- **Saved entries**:
────────────────────

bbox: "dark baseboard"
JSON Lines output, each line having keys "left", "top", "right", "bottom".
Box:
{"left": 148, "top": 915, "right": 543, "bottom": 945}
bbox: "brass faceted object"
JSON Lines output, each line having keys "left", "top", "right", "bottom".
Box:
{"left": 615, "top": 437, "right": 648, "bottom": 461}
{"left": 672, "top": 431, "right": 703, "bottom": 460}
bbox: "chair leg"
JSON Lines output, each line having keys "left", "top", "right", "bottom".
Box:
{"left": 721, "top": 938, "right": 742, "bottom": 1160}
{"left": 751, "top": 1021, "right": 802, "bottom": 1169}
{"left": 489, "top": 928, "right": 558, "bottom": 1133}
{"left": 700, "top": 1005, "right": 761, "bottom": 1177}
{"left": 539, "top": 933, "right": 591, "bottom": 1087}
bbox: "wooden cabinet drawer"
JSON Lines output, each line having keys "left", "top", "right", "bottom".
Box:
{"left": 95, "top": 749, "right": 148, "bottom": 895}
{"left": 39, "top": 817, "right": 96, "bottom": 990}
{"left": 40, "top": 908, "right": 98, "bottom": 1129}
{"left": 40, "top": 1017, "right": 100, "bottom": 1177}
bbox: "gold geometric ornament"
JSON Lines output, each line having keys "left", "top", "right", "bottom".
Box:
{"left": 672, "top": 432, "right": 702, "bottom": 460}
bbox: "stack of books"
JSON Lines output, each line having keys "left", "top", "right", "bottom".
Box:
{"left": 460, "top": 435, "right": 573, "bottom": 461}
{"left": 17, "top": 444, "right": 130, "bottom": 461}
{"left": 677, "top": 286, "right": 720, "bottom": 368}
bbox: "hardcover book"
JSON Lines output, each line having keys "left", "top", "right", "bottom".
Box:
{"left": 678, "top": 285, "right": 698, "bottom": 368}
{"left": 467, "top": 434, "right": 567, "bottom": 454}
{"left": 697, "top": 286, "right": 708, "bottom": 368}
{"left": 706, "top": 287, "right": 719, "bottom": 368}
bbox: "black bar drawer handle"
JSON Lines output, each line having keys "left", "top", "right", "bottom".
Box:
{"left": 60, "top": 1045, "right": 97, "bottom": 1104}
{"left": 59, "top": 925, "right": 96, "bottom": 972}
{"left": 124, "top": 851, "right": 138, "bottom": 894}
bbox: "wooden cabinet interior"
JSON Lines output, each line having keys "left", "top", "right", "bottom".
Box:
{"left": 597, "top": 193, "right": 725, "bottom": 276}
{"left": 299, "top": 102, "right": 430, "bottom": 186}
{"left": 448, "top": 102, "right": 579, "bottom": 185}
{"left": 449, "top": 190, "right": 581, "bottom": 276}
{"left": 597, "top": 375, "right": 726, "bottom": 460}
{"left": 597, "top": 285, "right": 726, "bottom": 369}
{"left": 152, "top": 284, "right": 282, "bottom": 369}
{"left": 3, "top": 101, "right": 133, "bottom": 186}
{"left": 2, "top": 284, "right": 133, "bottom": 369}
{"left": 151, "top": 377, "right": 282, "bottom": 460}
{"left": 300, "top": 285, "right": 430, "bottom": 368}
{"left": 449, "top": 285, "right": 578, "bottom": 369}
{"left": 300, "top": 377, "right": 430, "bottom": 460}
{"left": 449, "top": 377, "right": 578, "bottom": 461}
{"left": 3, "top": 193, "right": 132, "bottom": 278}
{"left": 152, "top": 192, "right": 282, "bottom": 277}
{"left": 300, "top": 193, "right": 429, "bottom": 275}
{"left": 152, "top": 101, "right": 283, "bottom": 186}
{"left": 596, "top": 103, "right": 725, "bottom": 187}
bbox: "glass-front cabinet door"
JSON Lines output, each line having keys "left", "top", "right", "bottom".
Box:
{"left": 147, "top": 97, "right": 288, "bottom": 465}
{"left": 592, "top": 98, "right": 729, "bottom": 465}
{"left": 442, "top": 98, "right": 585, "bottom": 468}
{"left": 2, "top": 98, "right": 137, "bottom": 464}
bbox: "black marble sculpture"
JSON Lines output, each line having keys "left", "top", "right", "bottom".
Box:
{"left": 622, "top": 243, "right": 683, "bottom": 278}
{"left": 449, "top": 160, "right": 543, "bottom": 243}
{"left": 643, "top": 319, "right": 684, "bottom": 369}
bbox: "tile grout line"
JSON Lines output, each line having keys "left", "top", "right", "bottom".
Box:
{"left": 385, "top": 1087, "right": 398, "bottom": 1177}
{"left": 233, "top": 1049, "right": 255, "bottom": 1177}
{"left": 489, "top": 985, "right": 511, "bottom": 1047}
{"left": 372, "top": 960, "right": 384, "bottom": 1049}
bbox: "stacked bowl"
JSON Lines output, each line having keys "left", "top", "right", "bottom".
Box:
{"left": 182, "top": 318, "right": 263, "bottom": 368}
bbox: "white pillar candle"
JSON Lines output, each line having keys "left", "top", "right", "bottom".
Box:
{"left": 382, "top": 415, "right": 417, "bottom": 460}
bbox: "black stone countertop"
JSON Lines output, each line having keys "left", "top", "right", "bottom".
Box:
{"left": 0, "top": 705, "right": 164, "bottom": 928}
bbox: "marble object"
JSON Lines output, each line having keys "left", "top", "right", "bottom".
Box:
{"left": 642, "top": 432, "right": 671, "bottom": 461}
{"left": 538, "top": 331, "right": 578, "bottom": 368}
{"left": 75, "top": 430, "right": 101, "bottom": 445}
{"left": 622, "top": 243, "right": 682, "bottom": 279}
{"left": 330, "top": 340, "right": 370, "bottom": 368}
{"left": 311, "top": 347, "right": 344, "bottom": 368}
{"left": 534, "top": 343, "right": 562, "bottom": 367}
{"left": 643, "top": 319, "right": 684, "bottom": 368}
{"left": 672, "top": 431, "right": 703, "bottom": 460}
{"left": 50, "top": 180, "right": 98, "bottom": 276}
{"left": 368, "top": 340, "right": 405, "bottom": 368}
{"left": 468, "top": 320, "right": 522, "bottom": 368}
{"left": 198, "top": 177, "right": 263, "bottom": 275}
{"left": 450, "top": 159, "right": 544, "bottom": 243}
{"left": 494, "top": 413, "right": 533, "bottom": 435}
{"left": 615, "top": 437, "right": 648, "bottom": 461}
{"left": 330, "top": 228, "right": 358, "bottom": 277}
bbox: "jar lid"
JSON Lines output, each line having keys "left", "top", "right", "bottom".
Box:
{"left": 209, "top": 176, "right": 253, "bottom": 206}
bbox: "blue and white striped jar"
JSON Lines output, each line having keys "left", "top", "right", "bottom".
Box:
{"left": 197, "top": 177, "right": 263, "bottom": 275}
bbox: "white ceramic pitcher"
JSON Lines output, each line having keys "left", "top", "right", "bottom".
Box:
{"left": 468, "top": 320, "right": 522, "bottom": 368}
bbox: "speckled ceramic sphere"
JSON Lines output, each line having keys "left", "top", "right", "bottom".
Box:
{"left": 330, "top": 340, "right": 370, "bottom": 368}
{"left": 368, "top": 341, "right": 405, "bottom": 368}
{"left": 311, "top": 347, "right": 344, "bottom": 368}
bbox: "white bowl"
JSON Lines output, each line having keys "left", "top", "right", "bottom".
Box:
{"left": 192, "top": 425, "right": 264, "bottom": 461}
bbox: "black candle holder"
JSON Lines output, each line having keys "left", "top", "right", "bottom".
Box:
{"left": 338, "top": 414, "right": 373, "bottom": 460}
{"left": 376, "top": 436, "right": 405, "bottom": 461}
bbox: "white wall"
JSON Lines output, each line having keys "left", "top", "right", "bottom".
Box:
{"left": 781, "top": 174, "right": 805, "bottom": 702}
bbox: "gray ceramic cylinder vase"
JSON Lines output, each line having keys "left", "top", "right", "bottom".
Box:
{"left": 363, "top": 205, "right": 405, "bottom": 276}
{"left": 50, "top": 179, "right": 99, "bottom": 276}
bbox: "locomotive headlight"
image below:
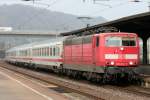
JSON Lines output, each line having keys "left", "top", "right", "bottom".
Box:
{"left": 110, "top": 61, "right": 115, "bottom": 65}
{"left": 120, "top": 47, "right": 124, "bottom": 51}
{"left": 129, "top": 61, "right": 133, "bottom": 65}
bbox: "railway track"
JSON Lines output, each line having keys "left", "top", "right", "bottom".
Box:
{"left": 0, "top": 61, "right": 150, "bottom": 100}
{"left": 103, "top": 85, "right": 150, "bottom": 98}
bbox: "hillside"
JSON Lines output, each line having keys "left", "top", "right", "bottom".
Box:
{"left": 0, "top": 4, "right": 106, "bottom": 32}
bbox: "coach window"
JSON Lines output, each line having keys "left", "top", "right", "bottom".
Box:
{"left": 22, "top": 50, "right": 25, "bottom": 56}
{"left": 28, "top": 49, "right": 30, "bottom": 56}
{"left": 41, "top": 48, "right": 43, "bottom": 56}
{"left": 48, "top": 47, "right": 50, "bottom": 56}
{"left": 58, "top": 47, "right": 60, "bottom": 56}
{"left": 37, "top": 48, "right": 39, "bottom": 56}
{"left": 45, "top": 47, "right": 47, "bottom": 56}
{"left": 49, "top": 47, "right": 50, "bottom": 56}
{"left": 44, "top": 47, "right": 46, "bottom": 56}
{"left": 46, "top": 47, "right": 48, "bottom": 56}
{"left": 27, "top": 50, "right": 28, "bottom": 56}
{"left": 38, "top": 48, "right": 40, "bottom": 56}
{"left": 53, "top": 47, "right": 55, "bottom": 56}
{"left": 36, "top": 49, "right": 37, "bottom": 56}
{"left": 46, "top": 47, "right": 49, "bottom": 56}
{"left": 40, "top": 48, "right": 42, "bottom": 56}
{"left": 40, "top": 48, "right": 41, "bottom": 56}
{"left": 55, "top": 48, "right": 57, "bottom": 56}
{"left": 41, "top": 48, "right": 42, "bottom": 56}
{"left": 43, "top": 48, "right": 45, "bottom": 56}
{"left": 57, "top": 47, "right": 60, "bottom": 56}
{"left": 96, "top": 36, "right": 99, "bottom": 47}
{"left": 47, "top": 47, "right": 49, "bottom": 56}
{"left": 50, "top": 47, "right": 52, "bottom": 56}
{"left": 55, "top": 47, "right": 57, "bottom": 56}
{"left": 25, "top": 50, "right": 26, "bottom": 56}
{"left": 35, "top": 49, "right": 37, "bottom": 56}
{"left": 33, "top": 49, "right": 34, "bottom": 56}
{"left": 42, "top": 48, "right": 44, "bottom": 56}
{"left": 27, "top": 50, "right": 29, "bottom": 56}
{"left": 55, "top": 47, "right": 58, "bottom": 56}
{"left": 45, "top": 48, "right": 47, "bottom": 56}
{"left": 39, "top": 48, "right": 41, "bottom": 56}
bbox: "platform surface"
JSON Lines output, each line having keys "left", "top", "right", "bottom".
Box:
{"left": 0, "top": 67, "right": 68, "bottom": 100}
{"left": 135, "top": 65, "right": 150, "bottom": 75}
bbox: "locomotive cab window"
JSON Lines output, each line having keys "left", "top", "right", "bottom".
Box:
{"left": 106, "top": 36, "right": 121, "bottom": 47}
{"left": 106, "top": 36, "right": 136, "bottom": 47}
{"left": 122, "top": 37, "right": 136, "bottom": 46}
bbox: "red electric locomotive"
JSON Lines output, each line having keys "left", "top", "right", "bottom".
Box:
{"left": 63, "top": 32, "right": 139, "bottom": 82}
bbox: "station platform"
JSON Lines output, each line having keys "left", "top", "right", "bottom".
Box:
{"left": 135, "top": 65, "right": 150, "bottom": 88}
{"left": 135, "top": 65, "right": 150, "bottom": 75}
{"left": 0, "top": 67, "right": 69, "bottom": 100}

────────────────────

- **EXERCISE INSTRUCTIONS**:
Check each line of the data for "drawer". Copy the lines where it turns up.

- **ANSWER AREA**:
bbox: "wooden cabinet drawer"
bbox: "black bar drawer handle"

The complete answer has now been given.